Give back exactly the lines from the one holding "Target: beige pickup truck" to the last line of the entries, both included, and nothing more.

**** Dataset content ****

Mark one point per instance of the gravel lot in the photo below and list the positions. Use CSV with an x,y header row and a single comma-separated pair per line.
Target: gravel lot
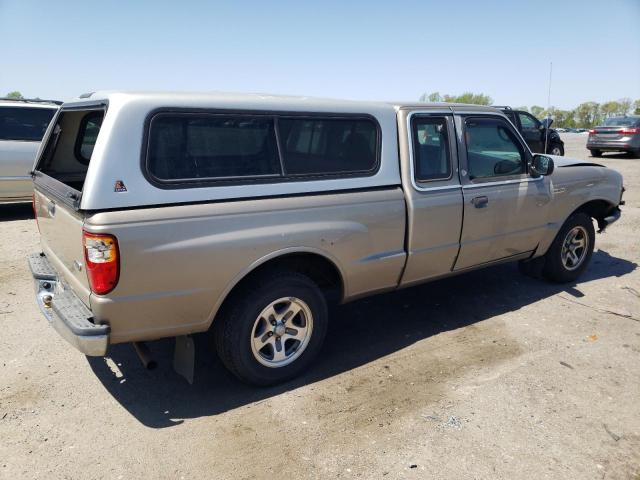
x,y
486,375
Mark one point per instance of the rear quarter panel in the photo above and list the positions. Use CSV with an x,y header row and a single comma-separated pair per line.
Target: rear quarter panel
x,y
574,186
178,263
16,162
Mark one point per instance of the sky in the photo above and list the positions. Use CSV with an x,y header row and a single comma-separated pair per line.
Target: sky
x,y
361,50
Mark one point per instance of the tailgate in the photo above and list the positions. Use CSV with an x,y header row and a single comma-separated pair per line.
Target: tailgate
x,y
61,240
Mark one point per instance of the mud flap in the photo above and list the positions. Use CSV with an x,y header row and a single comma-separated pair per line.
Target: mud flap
x,y
184,357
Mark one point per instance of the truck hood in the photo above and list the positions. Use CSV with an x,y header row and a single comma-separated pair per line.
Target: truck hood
x,y
572,162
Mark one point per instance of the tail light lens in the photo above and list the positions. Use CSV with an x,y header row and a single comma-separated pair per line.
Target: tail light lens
x,y
102,260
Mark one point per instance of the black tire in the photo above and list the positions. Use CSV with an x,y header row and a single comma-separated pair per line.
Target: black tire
x,y
558,147
234,330
554,268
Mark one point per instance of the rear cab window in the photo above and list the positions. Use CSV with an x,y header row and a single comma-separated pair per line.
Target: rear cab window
x,y
194,149
431,157
24,124
67,153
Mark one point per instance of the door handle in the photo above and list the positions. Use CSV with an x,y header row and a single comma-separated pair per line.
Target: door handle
x,y
480,202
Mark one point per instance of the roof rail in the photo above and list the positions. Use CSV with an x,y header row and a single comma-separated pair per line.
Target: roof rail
x,y
31,100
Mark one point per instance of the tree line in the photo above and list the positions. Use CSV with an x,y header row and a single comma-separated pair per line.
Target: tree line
x,y
585,115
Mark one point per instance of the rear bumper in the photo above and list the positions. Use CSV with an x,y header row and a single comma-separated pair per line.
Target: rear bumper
x,y
613,146
65,311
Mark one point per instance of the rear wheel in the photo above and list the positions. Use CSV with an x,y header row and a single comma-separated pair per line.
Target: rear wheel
x,y
571,250
272,329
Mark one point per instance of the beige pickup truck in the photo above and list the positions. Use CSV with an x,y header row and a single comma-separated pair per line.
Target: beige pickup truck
x,y
168,214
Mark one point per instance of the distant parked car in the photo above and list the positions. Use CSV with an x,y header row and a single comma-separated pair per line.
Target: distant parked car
x,y
537,134
617,134
22,126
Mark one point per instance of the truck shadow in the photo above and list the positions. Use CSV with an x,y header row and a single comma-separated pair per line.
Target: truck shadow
x,y
360,332
15,211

****

Output of the task =>
Target: beige pickup truck
x,y
168,214
Mark one point per instance of the distant parked car in the photo above and list the positions. Use CSV with an x,y header row and a single comma-separated pair per line.
Target: distant parked car
x,y
537,134
617,134
22,126
Mark one point per instance of the truck shadow in the photo above and list the positions. Use CSV with an x,y header row and a single comma-separated pair per line.
Target: truck shadow
x,y
360,332
15,211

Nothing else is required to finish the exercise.